From the material below, pull out the lines starting at the one that has "Place a point on every instance of the man" and stopping after the one that has "x=129 y=117", and reproduce them word for word. Leave out the pictures.
++++++++++++++++++++
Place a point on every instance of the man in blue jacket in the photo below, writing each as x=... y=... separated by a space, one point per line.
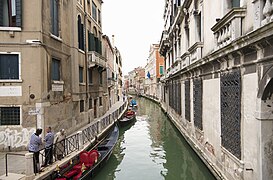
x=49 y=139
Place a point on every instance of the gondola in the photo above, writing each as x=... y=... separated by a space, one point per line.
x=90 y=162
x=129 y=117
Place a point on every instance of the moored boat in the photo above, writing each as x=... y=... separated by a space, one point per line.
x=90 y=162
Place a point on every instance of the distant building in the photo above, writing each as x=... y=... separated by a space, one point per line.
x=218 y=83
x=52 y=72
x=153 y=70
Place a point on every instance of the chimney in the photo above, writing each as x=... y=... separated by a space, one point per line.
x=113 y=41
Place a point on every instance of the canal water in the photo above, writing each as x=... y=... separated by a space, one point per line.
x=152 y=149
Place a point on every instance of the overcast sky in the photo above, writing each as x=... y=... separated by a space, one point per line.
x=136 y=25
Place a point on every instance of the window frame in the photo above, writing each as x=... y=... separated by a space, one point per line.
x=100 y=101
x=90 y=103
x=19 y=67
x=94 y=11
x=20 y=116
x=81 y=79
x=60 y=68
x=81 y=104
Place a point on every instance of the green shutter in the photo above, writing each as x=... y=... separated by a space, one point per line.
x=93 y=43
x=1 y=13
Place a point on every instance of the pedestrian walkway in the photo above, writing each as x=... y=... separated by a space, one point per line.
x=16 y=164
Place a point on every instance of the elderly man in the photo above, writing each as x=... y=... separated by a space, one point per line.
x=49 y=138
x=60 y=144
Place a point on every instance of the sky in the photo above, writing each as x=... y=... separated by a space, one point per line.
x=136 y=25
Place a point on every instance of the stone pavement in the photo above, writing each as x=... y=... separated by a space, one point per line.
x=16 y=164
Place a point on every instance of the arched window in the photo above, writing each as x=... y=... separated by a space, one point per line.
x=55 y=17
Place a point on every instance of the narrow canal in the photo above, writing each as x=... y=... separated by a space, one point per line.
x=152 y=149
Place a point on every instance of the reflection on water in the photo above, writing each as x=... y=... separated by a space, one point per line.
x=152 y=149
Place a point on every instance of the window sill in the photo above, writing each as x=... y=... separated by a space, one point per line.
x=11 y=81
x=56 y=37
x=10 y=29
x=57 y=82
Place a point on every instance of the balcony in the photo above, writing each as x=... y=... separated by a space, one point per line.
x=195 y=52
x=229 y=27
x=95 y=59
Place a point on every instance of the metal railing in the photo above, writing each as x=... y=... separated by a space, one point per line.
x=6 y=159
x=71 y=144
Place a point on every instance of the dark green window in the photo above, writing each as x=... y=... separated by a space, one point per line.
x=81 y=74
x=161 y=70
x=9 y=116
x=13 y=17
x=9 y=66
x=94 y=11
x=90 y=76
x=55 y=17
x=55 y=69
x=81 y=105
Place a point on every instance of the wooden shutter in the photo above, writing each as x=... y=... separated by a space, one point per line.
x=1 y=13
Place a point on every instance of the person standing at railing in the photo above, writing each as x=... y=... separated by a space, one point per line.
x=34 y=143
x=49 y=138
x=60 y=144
++++++++++++++++++++
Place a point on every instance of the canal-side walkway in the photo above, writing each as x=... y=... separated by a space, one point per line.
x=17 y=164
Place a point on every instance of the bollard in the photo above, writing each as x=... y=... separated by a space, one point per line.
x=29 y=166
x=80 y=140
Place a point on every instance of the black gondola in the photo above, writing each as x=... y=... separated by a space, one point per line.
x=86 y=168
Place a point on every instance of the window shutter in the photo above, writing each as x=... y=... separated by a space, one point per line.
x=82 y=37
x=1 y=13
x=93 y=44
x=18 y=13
++++++++++++++++++++
_Output for this task_
Place a point on every instance of the man in blue jacket in the photo below, writing each as x=... y=... separated by a space, one point per line.
x=49 y=139
Place a point on every instance of the gondola in the photo above, writing each as x=... y=... separated by a space, one point per line.
x=90 y=162
x=129 y=117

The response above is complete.